* Work order:
Every entry below is to be retyped exactly as it appears.

---------- Data in this exercise ----------

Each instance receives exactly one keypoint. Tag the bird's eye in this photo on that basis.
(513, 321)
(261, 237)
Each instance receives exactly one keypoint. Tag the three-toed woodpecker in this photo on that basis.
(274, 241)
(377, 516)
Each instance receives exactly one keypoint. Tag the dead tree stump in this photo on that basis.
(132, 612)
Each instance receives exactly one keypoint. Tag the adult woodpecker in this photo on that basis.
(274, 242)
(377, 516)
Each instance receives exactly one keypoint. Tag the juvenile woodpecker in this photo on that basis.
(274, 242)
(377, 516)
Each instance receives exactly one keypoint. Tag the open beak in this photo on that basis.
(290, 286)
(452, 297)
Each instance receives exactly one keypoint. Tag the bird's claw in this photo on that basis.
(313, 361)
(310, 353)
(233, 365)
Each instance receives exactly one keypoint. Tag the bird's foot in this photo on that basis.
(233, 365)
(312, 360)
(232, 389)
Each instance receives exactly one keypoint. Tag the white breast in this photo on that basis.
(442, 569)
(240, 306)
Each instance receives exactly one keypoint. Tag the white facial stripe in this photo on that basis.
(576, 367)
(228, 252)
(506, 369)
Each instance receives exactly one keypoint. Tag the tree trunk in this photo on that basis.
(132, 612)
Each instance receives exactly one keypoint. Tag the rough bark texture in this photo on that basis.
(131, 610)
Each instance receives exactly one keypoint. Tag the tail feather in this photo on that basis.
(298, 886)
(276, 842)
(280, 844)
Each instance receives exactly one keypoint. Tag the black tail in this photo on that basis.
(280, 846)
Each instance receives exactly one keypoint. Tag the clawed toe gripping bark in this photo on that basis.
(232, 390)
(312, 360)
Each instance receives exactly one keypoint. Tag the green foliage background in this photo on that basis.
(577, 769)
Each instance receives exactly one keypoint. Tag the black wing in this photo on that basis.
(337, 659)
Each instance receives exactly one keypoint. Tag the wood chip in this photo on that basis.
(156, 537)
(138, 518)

----------

* Result for this task:
Each instance receives exactly one keypoint. Tag the bird's eye in this photo on that basis.
(513, 321)
(261, 237)
Each instance receives exactly one keypoint. Tag the three-toed woodpecker in this photo on that basis.
(274, 241)
(377, 516)
Each instance receives exactly one keypoint. Tag the dead tree stump in this photo on that basis.
(132, 612)
Each instance receives exactly one keypoint. Tag the adult woodpecker in this photo on that basis.
(274, 242)
(377, 516)
Each instance receives exactly one keypoint. Tag the juvenile woodpecker in this photo on that basis.
(274, 242)
(377, 516)
Each instance receives exactly one keypoint. Tag the open beak in this photo on that basis.
(290, 286)
(452, 297)
Each instance receives exactly one keypoint. Tag the bird's claw in this photo on that basis.
(313, 361)
(310, 353)
(233, 365)
Each instance receives exactly one keypoint. Tag the bird's foot in this photo on that basis.
(233, 365)
(312, 360)
(232, 389)
Each instance receives exactly one keypoint. Tag the white breast in this photo on that basis.
(442, 569)
(240, 306)
Each instance receives exactly one keypoint. Tag the white facial stripe in this photo on that basis.
(576, 367)
(228, 252)
(506, 369)
Each instance receives exactly one keypoint. Tag the tree trunk in this photo on that basis.
(132, 612)
Each instance receives exactly one keypoint. Tag the rough bark texture in this photo on that basis.
(131, 610)
Each instance receives exactly one keypoint. Tag the tail feather in this photo on that basis.
(298, 886)
(276, 842)
(280, 844)
Each instance receives exactly one keypoint. Tag the black tail in this photo on that basis.
(280, 846)
Each instance receives exactly one keypoint. Tag the clawed toe gripping bark in this photo on that basis.
(232, 390)
(312, 360)
Each instance receives exactly one keypoint. Tag the green foliage background in this photo on that basis.
(577, 769)
Each instance receives exactly one keypoint. Tag the black wing in this photo on that basis.
(337, 659)
Each instance receives exactly one keypoint. Tag the wood chip in this photo on that basis.
(156, 537)
(138, 518)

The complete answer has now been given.